* PROBLEM TO WORK ON *
For each line of the data below, copy it if it holds the word "bird".

RECORDS FOR THIS TASK below:

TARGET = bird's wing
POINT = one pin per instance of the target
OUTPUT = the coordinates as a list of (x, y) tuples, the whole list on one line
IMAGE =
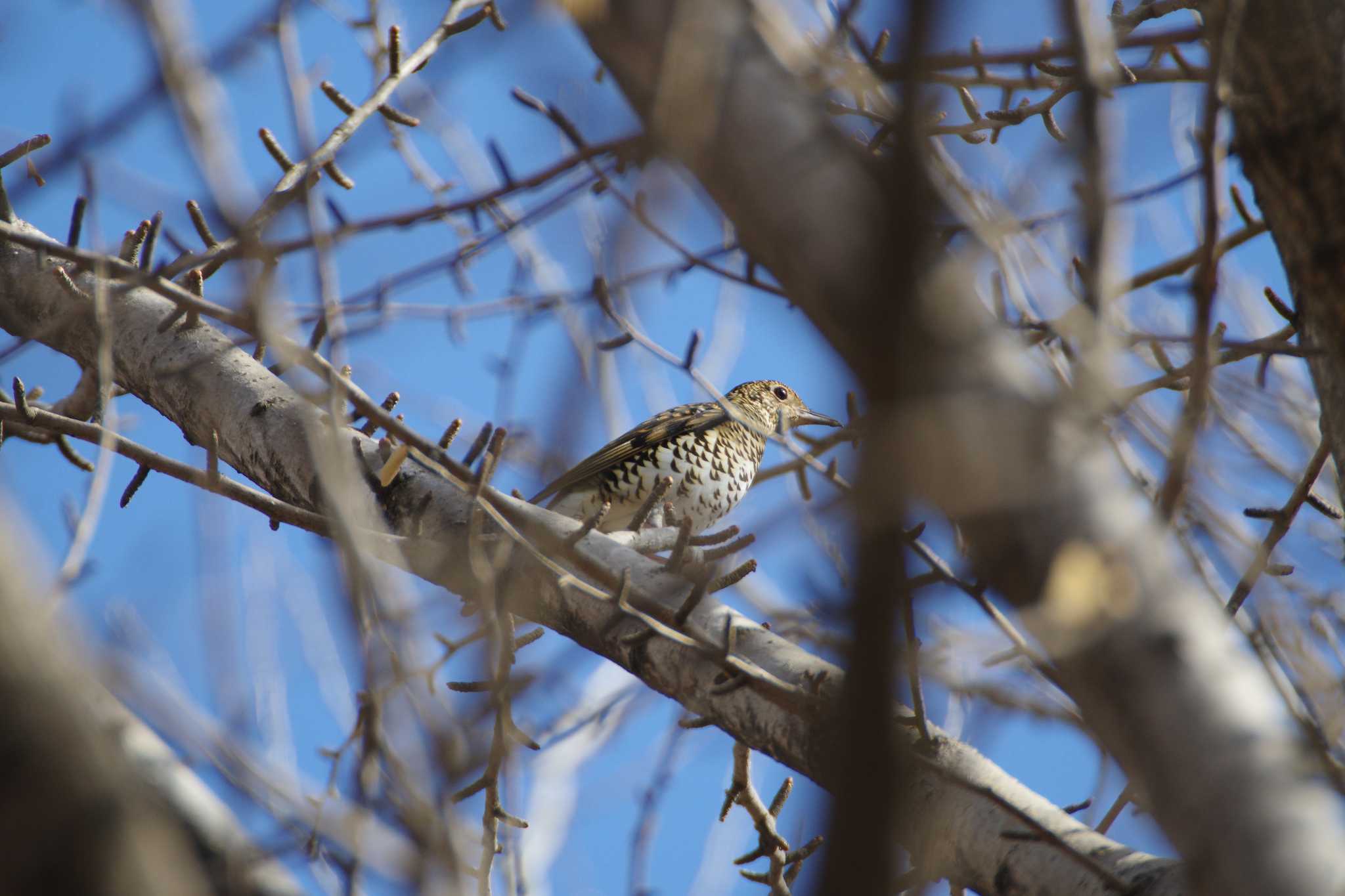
[(670, 423)]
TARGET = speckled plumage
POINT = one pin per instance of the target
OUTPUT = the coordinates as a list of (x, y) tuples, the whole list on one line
[(711, 457)]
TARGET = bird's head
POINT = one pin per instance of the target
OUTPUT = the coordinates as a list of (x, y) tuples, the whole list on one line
[(767, 400)]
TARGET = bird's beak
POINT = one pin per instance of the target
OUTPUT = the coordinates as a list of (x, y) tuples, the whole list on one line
[(808, 416)]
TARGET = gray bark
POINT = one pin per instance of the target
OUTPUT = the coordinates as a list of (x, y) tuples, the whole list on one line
[(198, 379), (1047, 513)]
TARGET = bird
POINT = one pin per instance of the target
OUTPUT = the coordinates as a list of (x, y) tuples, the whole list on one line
[(711, 457)]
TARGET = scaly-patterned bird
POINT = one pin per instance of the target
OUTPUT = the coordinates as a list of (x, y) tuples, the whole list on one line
[(711, 457)]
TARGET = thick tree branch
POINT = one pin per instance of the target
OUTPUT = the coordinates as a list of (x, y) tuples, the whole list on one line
[(786, 707), (1047, 515)]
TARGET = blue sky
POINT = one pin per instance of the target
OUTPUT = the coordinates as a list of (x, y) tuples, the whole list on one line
[(206, 595)]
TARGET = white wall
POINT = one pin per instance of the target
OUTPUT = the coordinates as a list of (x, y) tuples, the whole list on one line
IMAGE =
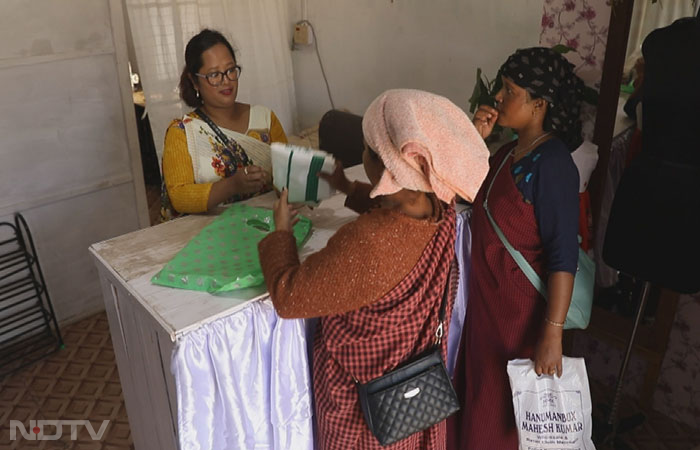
[(368, 46), (69, 158)]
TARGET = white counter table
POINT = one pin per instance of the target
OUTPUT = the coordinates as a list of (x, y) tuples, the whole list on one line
[(148, 323)]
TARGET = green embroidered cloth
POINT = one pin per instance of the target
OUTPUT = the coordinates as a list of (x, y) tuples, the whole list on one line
[(224, 255)]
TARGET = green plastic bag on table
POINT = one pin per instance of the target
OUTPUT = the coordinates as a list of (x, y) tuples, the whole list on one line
[(224, 255)]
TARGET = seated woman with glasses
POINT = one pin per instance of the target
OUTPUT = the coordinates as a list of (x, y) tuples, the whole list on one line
[(215, 153)]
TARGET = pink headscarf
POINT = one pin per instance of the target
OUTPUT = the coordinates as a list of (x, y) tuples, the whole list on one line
[(426, 143)]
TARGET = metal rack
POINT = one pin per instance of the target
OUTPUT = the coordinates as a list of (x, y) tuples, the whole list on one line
[(28, 327)]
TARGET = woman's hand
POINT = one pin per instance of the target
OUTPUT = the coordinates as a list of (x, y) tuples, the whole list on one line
[(337, 179), (249, 180), (484, 120), (285, 215), (548, 351)]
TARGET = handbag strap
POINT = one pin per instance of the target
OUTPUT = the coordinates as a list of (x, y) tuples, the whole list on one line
[(517, 256), (228, 143), (443, 309), (439, 331)]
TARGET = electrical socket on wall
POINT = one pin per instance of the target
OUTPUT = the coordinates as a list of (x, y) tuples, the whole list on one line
[(303, 34)]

End of RECORDS FOR THIS TASK.

* SOLUTION FOR THIS EXERCISE *
TARGET = bird's wing
TARGET = bird's head
TARGET = bird's beak
TARGET = bird
TARGET = scaly-patterned bird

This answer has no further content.